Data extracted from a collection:
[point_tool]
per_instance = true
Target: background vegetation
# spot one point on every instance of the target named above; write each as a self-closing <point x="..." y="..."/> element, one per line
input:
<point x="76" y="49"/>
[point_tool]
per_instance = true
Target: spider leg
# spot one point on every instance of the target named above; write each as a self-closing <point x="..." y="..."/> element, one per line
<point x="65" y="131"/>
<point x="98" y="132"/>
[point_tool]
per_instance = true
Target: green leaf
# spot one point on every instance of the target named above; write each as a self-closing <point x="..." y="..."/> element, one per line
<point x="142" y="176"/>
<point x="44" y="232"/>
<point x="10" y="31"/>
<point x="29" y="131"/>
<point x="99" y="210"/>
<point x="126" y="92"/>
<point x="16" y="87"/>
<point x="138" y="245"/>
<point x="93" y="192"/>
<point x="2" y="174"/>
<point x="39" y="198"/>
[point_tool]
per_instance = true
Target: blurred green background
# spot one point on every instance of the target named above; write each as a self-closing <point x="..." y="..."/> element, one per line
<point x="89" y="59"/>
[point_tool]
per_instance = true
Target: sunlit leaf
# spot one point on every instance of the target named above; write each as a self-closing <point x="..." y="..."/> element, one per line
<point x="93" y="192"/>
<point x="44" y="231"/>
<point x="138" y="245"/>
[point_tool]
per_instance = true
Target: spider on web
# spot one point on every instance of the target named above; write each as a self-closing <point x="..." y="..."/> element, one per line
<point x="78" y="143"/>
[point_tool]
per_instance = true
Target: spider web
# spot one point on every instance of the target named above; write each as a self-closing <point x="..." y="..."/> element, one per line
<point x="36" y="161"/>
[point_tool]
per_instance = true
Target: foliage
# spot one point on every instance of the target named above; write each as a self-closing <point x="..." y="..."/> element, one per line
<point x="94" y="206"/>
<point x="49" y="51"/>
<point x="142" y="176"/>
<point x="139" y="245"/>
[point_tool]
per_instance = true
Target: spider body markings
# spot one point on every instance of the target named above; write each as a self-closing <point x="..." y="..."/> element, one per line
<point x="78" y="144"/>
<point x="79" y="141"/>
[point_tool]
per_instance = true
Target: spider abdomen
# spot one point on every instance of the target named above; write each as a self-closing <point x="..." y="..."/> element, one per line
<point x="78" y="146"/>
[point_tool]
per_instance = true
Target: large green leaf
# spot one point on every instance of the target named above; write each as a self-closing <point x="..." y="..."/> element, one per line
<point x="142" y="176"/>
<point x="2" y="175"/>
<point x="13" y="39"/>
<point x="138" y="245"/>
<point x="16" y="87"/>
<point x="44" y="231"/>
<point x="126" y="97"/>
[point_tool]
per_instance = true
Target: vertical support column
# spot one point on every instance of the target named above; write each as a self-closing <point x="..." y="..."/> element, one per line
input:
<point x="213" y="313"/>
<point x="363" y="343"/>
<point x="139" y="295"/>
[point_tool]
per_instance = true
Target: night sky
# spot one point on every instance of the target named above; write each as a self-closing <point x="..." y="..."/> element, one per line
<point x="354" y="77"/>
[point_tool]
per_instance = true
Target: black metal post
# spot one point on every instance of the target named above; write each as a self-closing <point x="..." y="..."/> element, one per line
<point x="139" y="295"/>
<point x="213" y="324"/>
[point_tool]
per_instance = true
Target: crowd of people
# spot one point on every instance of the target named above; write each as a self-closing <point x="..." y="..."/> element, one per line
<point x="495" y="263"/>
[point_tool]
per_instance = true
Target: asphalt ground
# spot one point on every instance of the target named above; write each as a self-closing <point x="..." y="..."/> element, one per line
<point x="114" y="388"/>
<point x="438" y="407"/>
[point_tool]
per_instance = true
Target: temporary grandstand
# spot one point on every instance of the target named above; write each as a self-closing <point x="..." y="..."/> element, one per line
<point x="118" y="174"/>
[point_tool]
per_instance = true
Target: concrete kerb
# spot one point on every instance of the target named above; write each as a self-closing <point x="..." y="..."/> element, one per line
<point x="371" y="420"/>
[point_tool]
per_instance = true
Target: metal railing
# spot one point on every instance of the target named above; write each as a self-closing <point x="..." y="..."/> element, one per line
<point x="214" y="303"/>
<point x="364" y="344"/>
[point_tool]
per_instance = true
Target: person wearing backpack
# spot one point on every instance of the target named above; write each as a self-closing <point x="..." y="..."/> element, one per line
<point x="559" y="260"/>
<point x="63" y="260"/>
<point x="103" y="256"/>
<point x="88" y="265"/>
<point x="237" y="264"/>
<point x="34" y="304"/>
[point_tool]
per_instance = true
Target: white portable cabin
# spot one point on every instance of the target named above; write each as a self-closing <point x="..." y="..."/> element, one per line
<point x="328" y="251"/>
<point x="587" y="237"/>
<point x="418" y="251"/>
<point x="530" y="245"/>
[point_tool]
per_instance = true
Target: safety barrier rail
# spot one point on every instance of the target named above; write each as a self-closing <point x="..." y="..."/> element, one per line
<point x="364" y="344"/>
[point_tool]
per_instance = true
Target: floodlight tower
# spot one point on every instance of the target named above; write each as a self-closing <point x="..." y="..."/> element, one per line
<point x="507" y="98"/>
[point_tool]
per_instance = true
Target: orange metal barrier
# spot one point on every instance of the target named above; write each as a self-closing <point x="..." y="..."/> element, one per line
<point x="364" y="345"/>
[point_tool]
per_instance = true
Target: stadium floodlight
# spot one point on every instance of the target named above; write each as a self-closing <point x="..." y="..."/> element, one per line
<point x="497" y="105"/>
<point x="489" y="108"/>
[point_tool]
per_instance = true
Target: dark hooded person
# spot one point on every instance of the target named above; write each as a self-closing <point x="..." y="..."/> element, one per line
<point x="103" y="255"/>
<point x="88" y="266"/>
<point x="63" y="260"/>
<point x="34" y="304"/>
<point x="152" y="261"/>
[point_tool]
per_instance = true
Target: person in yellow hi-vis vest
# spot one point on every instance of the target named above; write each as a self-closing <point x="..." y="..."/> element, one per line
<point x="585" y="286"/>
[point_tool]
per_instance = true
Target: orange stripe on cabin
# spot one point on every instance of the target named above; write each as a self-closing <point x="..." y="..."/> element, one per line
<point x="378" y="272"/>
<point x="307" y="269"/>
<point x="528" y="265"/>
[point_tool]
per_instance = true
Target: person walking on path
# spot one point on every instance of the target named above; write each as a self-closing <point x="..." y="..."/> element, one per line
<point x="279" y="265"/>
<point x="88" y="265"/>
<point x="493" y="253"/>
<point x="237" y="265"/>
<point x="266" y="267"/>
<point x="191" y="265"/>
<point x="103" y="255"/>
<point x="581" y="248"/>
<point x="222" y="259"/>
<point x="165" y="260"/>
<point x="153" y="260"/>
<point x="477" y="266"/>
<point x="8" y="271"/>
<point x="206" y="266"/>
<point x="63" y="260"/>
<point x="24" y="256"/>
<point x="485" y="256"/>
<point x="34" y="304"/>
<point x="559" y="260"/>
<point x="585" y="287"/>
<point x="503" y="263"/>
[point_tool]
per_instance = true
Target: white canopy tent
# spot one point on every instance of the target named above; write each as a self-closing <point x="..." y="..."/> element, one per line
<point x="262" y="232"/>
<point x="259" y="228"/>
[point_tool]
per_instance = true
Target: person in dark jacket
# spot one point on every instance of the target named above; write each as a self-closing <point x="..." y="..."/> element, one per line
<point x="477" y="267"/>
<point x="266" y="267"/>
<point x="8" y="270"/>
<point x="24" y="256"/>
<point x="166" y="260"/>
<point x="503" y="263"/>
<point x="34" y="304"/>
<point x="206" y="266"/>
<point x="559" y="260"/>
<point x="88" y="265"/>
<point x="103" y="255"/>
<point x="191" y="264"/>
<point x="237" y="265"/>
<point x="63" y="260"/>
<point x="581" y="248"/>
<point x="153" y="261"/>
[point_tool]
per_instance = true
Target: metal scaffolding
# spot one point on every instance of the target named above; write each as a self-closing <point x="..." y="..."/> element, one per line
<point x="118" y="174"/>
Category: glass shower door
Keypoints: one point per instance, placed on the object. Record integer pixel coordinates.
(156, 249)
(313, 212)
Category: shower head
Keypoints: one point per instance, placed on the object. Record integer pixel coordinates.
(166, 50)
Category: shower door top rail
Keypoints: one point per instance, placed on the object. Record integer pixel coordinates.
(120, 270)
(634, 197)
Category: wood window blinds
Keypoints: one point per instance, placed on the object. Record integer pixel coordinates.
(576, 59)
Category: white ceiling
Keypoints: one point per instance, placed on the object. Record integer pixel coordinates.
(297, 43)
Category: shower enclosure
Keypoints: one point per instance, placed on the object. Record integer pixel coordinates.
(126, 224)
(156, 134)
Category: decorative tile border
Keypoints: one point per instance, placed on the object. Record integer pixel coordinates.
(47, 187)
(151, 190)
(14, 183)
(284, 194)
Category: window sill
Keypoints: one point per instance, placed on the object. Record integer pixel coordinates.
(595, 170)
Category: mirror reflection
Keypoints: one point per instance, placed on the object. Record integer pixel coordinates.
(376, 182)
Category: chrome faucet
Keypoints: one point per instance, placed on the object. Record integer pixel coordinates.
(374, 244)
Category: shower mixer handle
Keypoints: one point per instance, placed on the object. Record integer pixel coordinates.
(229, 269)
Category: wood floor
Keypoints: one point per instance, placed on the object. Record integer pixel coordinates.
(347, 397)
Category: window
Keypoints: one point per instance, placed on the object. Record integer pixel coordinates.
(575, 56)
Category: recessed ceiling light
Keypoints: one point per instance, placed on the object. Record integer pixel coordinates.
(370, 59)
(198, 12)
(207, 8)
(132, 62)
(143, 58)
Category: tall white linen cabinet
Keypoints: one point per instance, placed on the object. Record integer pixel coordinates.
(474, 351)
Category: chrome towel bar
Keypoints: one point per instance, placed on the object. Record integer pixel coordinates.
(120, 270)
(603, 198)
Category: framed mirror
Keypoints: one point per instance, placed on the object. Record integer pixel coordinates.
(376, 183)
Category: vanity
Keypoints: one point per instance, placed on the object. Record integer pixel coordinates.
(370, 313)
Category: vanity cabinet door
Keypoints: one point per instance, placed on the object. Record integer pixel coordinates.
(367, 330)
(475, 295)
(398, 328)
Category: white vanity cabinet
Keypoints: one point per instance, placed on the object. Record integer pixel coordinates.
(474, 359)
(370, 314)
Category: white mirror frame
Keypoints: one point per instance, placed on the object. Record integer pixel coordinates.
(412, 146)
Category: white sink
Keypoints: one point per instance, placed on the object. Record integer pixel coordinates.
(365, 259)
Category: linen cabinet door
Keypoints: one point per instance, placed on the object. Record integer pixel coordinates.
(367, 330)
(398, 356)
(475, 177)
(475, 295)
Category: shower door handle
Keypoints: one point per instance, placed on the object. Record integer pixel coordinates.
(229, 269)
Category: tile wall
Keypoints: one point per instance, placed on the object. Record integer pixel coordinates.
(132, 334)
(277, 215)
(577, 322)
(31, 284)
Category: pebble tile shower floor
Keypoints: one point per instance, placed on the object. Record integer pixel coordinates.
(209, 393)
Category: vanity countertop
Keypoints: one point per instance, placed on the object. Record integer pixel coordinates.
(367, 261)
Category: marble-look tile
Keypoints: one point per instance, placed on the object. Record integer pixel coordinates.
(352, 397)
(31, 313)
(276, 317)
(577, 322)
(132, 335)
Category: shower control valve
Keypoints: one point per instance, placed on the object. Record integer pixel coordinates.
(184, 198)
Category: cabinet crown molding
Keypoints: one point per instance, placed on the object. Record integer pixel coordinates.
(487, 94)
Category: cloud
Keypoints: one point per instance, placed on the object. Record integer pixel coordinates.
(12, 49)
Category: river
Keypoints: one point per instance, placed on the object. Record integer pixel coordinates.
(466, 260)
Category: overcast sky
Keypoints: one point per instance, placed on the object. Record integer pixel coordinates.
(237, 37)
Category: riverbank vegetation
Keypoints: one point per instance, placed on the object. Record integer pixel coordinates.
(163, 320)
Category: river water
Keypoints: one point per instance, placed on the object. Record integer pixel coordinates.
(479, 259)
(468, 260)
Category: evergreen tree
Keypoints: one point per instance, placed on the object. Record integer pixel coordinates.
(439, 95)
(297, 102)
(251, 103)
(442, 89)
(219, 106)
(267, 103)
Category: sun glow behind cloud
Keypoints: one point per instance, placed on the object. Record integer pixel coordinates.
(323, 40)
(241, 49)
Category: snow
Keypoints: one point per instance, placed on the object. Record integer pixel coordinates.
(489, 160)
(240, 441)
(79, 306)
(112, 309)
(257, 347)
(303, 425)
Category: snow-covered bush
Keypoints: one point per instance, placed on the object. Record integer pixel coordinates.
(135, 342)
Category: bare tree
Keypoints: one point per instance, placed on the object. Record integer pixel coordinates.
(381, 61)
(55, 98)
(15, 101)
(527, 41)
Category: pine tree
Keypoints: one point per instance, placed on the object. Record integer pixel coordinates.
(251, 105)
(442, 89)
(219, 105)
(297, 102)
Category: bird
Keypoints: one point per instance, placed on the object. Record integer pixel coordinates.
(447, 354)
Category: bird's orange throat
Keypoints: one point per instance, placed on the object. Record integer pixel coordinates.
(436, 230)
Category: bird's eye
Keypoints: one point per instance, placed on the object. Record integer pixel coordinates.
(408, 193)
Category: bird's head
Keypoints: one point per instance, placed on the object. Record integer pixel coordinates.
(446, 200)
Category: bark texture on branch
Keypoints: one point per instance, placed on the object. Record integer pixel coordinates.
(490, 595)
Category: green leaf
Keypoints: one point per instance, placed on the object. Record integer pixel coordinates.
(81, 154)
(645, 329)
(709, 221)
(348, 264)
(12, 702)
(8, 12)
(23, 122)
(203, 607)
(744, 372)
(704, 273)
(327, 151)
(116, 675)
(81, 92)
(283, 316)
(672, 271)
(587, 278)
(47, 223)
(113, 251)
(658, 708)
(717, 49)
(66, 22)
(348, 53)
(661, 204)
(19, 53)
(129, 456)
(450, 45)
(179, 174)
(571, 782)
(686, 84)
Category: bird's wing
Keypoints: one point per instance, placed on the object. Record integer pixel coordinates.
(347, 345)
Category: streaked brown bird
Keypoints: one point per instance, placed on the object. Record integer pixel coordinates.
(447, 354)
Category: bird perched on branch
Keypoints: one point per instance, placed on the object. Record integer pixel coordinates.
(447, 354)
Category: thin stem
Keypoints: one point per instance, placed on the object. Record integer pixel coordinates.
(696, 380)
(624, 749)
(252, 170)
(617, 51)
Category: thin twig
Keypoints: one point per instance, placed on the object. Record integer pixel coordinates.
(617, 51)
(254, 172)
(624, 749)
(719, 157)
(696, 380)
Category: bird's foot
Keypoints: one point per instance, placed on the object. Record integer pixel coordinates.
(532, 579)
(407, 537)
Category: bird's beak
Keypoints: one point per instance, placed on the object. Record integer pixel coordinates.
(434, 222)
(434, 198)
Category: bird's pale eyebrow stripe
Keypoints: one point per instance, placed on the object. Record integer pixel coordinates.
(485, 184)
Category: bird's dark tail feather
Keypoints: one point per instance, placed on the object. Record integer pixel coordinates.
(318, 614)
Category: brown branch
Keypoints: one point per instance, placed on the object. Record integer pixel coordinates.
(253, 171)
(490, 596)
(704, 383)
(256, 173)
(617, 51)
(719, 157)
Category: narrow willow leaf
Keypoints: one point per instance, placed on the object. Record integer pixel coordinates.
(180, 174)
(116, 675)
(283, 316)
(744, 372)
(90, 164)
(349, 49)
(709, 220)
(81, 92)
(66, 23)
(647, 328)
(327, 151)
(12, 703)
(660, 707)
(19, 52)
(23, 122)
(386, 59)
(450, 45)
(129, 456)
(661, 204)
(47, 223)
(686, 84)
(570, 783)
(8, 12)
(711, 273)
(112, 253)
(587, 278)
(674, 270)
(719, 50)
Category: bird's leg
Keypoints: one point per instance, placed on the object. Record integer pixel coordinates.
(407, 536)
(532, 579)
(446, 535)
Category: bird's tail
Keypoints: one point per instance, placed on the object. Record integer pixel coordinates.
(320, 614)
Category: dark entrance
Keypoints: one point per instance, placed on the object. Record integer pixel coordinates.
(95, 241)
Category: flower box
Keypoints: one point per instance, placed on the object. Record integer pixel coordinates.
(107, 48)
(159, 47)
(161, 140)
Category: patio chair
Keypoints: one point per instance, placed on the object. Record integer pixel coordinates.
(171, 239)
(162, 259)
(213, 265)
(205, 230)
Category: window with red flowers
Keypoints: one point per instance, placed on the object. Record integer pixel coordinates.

▶ **Your goal**
Look through the records above for the string "barrier", then copy every line that has it.

▶ **Written solution**
Target: safety barrier rail
Target: orange metal barrier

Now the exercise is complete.